## Source excerpt
## BEGIN

Sdílet prostřednictvím


Recognize Printed Text - Recognize Printed Text

Optical Character Recognition (OCR) detects text in an image and extracts the recognized characters into a machine-usable character stream. Upon success, the OCR results will be returned. Upon failure, the error code together with an error message will be returned. The error code can be one of InvalidImageUrl, InvalidImageFormat, InvalidImageSize, NotSupportedImage, NotSupportedLanguage, or InternalServerError.

POST {Endpoint}/vision/v3.1/ocr?detectOrientation={detectOrientation}
POST {Endpoint}/vision/v3.1/ocr?detectOrientation={detectOrientation}&language={language}

URI Parameters

Name In Required Type Description
Endpoint
path True

string

Supported Cognitive Services endpoints.

detectOrientation
query True

boolean

Whether detect the text orientation in the image. With detectOrientation=true the OCR service tries to detect the image orientation and correct it before further processing (e.g. if it's upside-down).

language
query

OcrLanguages

The BCP-47 language code of the text to be detected in the image. The default value is 'unk'.

Request Header

Name Required Type Description
Ocp-Apim-Subscription-Key True

string

Request Body

Name Required Type Description
url True

string

Publicly reachable URL of an image.

Responses

Name Type Description
200 OK

OcrResult

The OCR results in the hierarchy of region/line/word. The results include text, bounding box for regions, lines and words. The angle, in radians, of the detected text with respect to the closest horizontal or vertical direction. After rotating the input image clockwise by this angle, the recognized text lines become horizontal or vertical. In combination with the orientation property it can be used to overlay recognition results correctly on the original image, by rotating either the original image or recognition results by a suitable angle around the center of the original image. If the angle cannot be confidently detected, this property is not present. If the image contains text at different angles, only part of the text will be recognized correctly.

Other Status Codes

ComputerVisionError

Error response.

Security

Ocp-Apim-Subscription-Key

Type: apiKey
In: header

Examples

Successful RecognizePrintedText request

Sample request

POST https://westus.api.cognitive.microsoft.com/vision/v3.1/ocr?detectOrientation=true&language=en


{
  "url": "{url}"
}

Sample response

{
  "language": "en",
  "textAngle": -2.0000000000000338,
  "orientation": "Up",
  "regions": [
    {
      "boundingBox": "462,379,497,258",
      "lines": [
        {
          "boundingBox": "462,379,497,74",
          "words": [
            {
              "boundingBox": "462,379,41,73",
              "text": "A"
            },
            {
              "boundingBox": "523,379,153,73",
              "text": "GOAL"
            },
            {
              "boundingBox": "694,379,265,74",
              "text": "WITHOUT"
            }
          ]
        },
        {
          "boundingBox": "565,471,289,74",
          "words": [
            {
              "boundingBox": "565,471,41,73",
              "text": "A"

## END

[Extracted rows]

## BEGIN

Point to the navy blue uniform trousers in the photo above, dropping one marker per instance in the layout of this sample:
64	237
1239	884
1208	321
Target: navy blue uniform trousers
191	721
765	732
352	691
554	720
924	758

## END

## Task directions
Reproduce verbatim the passage of the OCR API reference starting at "Name Type Description" and ending at "be recognized correctly.". The rows above have no connection to the OCR API reference.

## Output below
Name Type Description
200 OK

OcrResult

The OCR results in the hierarchy of region/line/word. The results include text, bounding box for regions, lines and words. The angle, in radians, of the detected text with respect to the closest horizontal or vertical direction. After rotating the input image clockwise by this angle, the recognized text lines become horizontal or vertical. In combination with the orientation property it can be used to overlay recognition results correctly on the original image, by rotating either the original image or recognition results by a suitable angle around the center of the original image. If the angle cannot be confidently detected, this property is not present. If the image contains text at different angles, only part of the text will be recognized correctly.